=== PROBLEM ===
Copy out the data word for word, without any of its pictures.

=== Extracted records ===
————

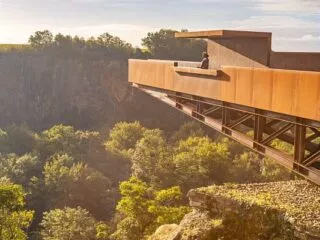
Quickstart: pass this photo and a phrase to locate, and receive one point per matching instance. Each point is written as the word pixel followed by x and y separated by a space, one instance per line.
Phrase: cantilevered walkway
pixel 249 93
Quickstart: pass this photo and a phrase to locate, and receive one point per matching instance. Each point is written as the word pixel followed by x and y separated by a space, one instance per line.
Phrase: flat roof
pixel 223 34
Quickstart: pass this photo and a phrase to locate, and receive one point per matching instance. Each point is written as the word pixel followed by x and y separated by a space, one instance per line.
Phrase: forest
pixel 83 156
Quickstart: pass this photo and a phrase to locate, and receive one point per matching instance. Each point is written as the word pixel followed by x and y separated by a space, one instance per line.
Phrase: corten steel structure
pixel 249 93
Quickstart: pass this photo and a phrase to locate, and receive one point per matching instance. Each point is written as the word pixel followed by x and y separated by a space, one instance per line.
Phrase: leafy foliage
pixel 41 39
pixel 145 209
pixel 14 220
pixel 71 223
pixel 164 45
pixel 123 138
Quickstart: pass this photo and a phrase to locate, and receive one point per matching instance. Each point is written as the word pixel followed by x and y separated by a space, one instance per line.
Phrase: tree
pixel 41 39
pixel 71 223
pixel 123 138
pixel 3 141
pixel 63 40
pixel 65 139
pixel 20 139
pixel 19 169
pixel 67 182
pixel 246 168
pixel 188 129
pixel 109 41
pixel 152 159
pixel 145 209
pixel 14 220
pixel 164 45
pixel 199 162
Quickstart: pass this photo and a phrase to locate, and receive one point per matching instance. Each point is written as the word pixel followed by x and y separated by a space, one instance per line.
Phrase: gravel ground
pixel 300 200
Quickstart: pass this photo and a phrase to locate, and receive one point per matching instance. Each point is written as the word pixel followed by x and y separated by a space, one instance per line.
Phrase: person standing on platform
pixel 205 61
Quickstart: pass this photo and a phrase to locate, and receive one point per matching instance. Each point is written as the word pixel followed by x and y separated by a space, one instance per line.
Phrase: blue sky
pixel 295 24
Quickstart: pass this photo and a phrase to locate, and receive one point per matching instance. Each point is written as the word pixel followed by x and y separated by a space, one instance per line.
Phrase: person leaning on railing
pixel 205 61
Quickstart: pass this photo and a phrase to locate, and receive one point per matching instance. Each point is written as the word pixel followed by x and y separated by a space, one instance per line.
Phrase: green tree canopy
pixel 145 209
pixel 20 169
pixel 14 220
pixel 41 39
pixel 123 138
pixel 67 183
pixel 200 161
pixel 65 139
pixel 152 159
pixel 164 45
pixel 71 223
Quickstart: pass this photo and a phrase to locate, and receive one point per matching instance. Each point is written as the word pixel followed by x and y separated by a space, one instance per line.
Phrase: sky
pixel 295 24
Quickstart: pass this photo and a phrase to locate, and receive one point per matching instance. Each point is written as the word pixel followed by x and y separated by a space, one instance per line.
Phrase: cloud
pixel 289 6
pixel 275 22
pixel 128 32
pixel 303 38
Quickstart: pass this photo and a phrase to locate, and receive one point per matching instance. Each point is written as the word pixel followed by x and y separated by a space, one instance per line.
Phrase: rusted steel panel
pixel 244 85
pixel 262 85
pixel 295 93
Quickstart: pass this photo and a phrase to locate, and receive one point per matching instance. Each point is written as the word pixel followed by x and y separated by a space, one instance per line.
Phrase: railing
pixel 295 93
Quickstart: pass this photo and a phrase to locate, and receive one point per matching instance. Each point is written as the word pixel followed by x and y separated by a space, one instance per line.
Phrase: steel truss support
pixel 232 120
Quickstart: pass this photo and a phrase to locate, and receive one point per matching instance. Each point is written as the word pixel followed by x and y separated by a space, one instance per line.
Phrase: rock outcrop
pixel 269 211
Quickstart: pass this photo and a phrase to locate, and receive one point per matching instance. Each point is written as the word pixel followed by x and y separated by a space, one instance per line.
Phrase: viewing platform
pixel 247 88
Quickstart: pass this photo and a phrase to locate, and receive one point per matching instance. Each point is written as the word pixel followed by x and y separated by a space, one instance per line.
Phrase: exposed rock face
pixel 83 89
pixel 271 211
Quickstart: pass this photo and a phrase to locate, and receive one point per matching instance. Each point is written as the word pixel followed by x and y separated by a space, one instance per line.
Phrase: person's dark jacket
pixel 205 63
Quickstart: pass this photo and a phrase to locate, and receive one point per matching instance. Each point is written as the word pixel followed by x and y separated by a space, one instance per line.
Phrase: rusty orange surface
pixel 291 92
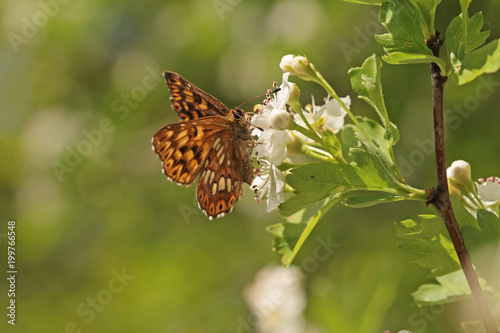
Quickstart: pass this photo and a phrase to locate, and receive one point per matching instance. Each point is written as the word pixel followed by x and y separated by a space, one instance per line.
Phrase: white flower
pixel 330 115
pixel 277 300
pixel 271 142
pixel 269 182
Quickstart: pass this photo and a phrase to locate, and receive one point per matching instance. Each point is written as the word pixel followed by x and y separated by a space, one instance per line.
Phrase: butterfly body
pixel 211 142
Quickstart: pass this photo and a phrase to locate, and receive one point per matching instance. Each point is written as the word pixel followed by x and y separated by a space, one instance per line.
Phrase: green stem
pixel 311 134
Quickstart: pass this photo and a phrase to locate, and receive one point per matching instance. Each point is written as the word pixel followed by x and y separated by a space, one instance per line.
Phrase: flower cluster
pixel 277 127
pixel 482 194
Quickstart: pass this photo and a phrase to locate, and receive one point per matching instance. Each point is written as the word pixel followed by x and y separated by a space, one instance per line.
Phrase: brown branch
pixel 440 197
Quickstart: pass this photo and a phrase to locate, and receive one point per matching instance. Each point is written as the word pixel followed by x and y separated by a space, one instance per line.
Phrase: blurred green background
pixel 86 76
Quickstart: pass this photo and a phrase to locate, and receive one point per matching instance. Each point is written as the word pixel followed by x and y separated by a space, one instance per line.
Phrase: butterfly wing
pixel 191 102
pixel 184 147
pixel 220 184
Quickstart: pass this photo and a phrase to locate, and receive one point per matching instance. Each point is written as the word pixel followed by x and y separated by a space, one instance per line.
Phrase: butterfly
pixel 210 141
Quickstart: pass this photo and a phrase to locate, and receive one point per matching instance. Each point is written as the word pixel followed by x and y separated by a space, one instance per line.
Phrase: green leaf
pixel 474 327
pixel 483 60
pixel 377 133
pixel 366 81
pixel 427 244
pixel 290 236
pixel 366 2
pixel 474 37
pixel 452 287
pixel 483 244
pixel 428 12
pixel 287 236
pixel 360 199
pixel 402 20
pixel 401 58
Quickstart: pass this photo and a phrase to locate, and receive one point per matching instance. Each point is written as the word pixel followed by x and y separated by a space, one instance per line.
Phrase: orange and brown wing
pixel 221 181
pixel 191 102
pixel 184 147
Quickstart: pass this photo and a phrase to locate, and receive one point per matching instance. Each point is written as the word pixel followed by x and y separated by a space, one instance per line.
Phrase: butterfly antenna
pixel 254 98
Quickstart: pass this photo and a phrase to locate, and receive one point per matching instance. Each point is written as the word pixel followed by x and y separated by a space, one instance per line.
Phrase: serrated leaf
pixel 287 236
pixel 317 181
pixel 366 81
pixel 401 58
pixel 483 60
pixel 483 244
pixel 359 199
pixel 291 236
pixel 474 327
pixel 402 20
pixel 427 244
pixel 474 37
pixel 374 130
pixel 382 162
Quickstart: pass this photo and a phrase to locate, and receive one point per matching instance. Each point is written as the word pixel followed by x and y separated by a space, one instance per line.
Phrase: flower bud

————

=== EXERCISE OUTPUT ===
Quickstart: pass this photo and a phrase to locate, and receive one point per matching instance. Each point is written as the word pixel followed by x and y separated by a space, one instance per line.
Phrase: cantilevered walkway
pixel 249 93
Quickstart: pass this photo and a phrase to locate, and receive one point per matching instance. Each point is written as the word pixel followed by x and y separated by a space, one instance per line.
Phrase: flat roof
pixel 223 34
Quickstart: pass this photo and a phrase to locate, and receive one point per matching instance. Each point is written as the word pixel followed by x and y separated by a space, one instance per line.
Phrase: forest
pixel 83 156
Quickstart: pass this photo and a phrase to locate, and receive one point per matching instance. Each point is written as the word pixel followed by x and y separated by a space, one instance per line.
Phrase: corten steel structure
pixel 249 93
Quickstart: pass this photo and a phrase to locate, and receive one point per matching instance. Each point is written as the word pixel followed by x and y separated by a space, one instance per line.
Phrase: leafy foliage
pixel 41 39
pixel 145 209
pixel 14 220
pixel 71 223
pixel 164 45
pixel 123 138
Quickstart: pass this photo and a phrase to locate, and receive one point per matching instance. Each point is written as the word pixel followed by x and y separated by a space, one instance per line.
Phrase: tree
pixel 41 39
pixel 71 223
pixel 123 138
pixel 3 141
pixel 63 40
pixel 65 139
pixel 20 139
pixel 19 169
pixel 67 182
pixel 246 168
pixel 188 129
pixel 109 41
pixel 152 159
pixel 145 209
pixel 14 220
pixel 164 45
pixel 199 162
Quickstart: pass this photo and a phrase to locate, and receive one point per matching instance. Each point is written as the word pixel followed by x and y separated by a space, one instance per line.
Phrase: gravel ground
pixel 300 200
Quickstart: pass this photo and a phrase to locate, and receive one point per matching instance. Each point is written as the word pixel followed by x and y separated by a space, one instance per line.
Phrase: person standing on platform
pixel 205 61
Quickstart: pass this photo and a phrase to locate, and receive one point per matching instance. Each point is written as the word pixel followed by x and y separated by a space, one instance per line.
Phrase: blue sky
pixel 295 24
Quickstart: pass this photo and a phrase to locate, and receive one point per matching instance. Each point is written as the word pixel followed by x and y separated by a space, one instance per line.
Phrase: person leaning on railing
pixel 205 61
Quickstart: pass this photo and a phrase to locate, and receive one point per matching instance. Each point is written as the word pixel followed by x and y separated by a space, one instance per line.
Phrase: green tree canopy
pixel 145 209
pixel 20 169
pixel 14 220
pixel 41 39
pixel 123 138
pixel 67 183
pixel 200 161
pixel 65 139
pixel 152 159
pixel 164 45
pixel 71 223
Quickstart: pass this photo and a phrase to locate, and receive one point per matching instance. Each point is written as the word pixel followed by x and y separated by a space, one instance per line.
Phrase: sky
pixel 295 24
Quickstart: pass this photo and a phrase to locate, and receive one point per matching instance. Each point is written as the word pixel followed by x and y separated by a space, one instance per line.
Phrase: cloud
pixel 289 6
pixel 275 22
pixel 128 32
pixel 303 38
Quickstart: pass this photo and a phrase to locate, and receive one point per matching instance. Each point is written as the word pixel followed by x and y separated by a space, one instance per line.
Phrase: rusted steel panel
pixel 244 85
pixel 262 85
pixel 295 93
Quickstart: pass this photo and a phrase to locate, and receive one point per matching instance. Each point is written as the word pixel followed by x and y separated by a space, one instance per line.
Phrase: railing
pixel 295 93
Quickstart: pass this photo and a phrase to locate, and receive one point per matching instance. Each point is written as the word pixel followed by x and y separated by a space, one instance per line.
Phrase: steel truss support
pixel 232 120
Quickstart: pass this photo and a phrase to locate, and receive one point per matching instance. Each point is written as the word pixel followed by x and y separated by a space, one instance per line.
Phrase: rock outcrop
pixel 269 211
Quickstart: pass this photo and a phrase to locate, and receive one point per matching instance. Each point is written as the word pixel followed by x and y separated by a space, one instance per line.
Phrase: viewing platform
pixel 247 88
Quickstart: pass this photo and a phrase to locate, and receive one point per matching instance. Each point is written as the word pixel followed by x and y separated by a space, one instance per line.
Phrase: exposed rock face
pixel 83 89
pixel 271 211
Quickstart: pass this photo and a phrase to locate, and receive one point per matching instance. Each point is written as the word pixel followed by x and y separated by a space, one instance per line.
Phrase: person's dark jacket
pixel 205 63
Quickstart: pass this photo and a phrase to locate, and receive one point per matching instance. Each point is written as the word pixel followed by x and y separated by a space, one instance per line.
Phrase: rusty orange surface
pixel 291 92
Quickstart: pass this photo and a phrase to locate, and receive one point per matching instance. Each point is written as the word pixel followed by x and y separated by a space, one instance per line.
Phrase: white flower
pixel 330 115
pixel 277 300
pixel 271 142
pixel 269 182
Quickstart: pass this photo and a phrase to locate, and receive one point per matching instance. Each point is written as the word pixel followed by x and y separated by a space, one instance per line.
Phrase: butterfly body
pixel 211 142
Quickstart: pass this photo and a phrase to locate, and receive one point per matching instance. Each point is written as the word pixel followed by x and y separated by a space, one instance per line.
Phrase: green stem
pixel 311 134
Quickstart: pass this photo and a phrase to locate, and receive one point per matching instance. Each point is written as the word pixel followed by x and y separated by a space, one instance per line.
Phrase: flower cluster
pixel 277 127
pixel 482 194
Quickstart: pass this photo and a phrase to locate, and receive one point per matching instance. Each point is written as the word pixel followed by x and y separated by a space, one instance per line.
Phrase: brown branch
pixel 440 197
Quickstart: pass this photo and a phrase to locate, and receive one point per matching instance. Each point is written as the word pixel followed by x and y separated by a space, one instance per line.
Phrase: blurred green background
pixel 86 76
Quickstart: pass this photo and a phrase to locate, and receive one point per matching instance. Each point is written as the word pixel followed by x and y separated by a space, one instance per line.
Phrase: butterfly wing
pixel 191 102
pixel 184 147
pixel 220 184
Quickstart: pass this photo and a phrase to locate, and receive one point per matching instance. Each point is written as the word pixel followed by x and y separated by a space, one instance per line.
Phrase: butterfly
pixel 210 141
Quickstart: pass this photo and a phrase to locate, and receive one point per matching instance. Each point is written as the word pixel followed by x and y separated by a space, one instance per line.
Phrase: green leaf
pixel 474 327
pixel 483 60
pixel 377 133
pixel 366 81
pixel 427 244
pixel 290 236
pixel 366 2
pixel 474 37
pixel 452 287
pixel 483 244
pixel 428 12
pixel 287 236
pixel 360 199
pixel 402 20
pixel 401 58
Quickstart: pass this photo and a phrase to locate, and receive one point per matching instance. Each point is written as the word pixel followed by x and y separated by a space, one instance per line.
Phrase: orange and brown wing
pixel 221 181
pixel 191 102
pixel 184 147
Quickstart: pass this photo and a phrase to locate, and receive one point per matching instance. Each point is written as the word pixel followed by x and y separated by a space, one instance per line.
Phrase: butterfly antenna
pixel 254 98
Quickstart: pass this photo and a phrase to locate, and receive one point per matching instance. Each point is written as the word pixel followed by x and y separated by a space, one instance per line.
Phrase: serrated leaf
pixel 287 236
pixel 317 181
pixel 366 81
pixel 401 58
pixel 483 60
pixel 483 244
pixel 359 199
pixel 291 236
pixel 474 327
pixel 402 20
pixel 427 244
pixel 474 37
pixel 374 130
pixel 382 162
Quickstart: pass this photo and a phrase to locate, and receive one point per matching instance. Each point is written as the word pixel followed by x and y separated by a space, one instance per line.
Phrase: flower bud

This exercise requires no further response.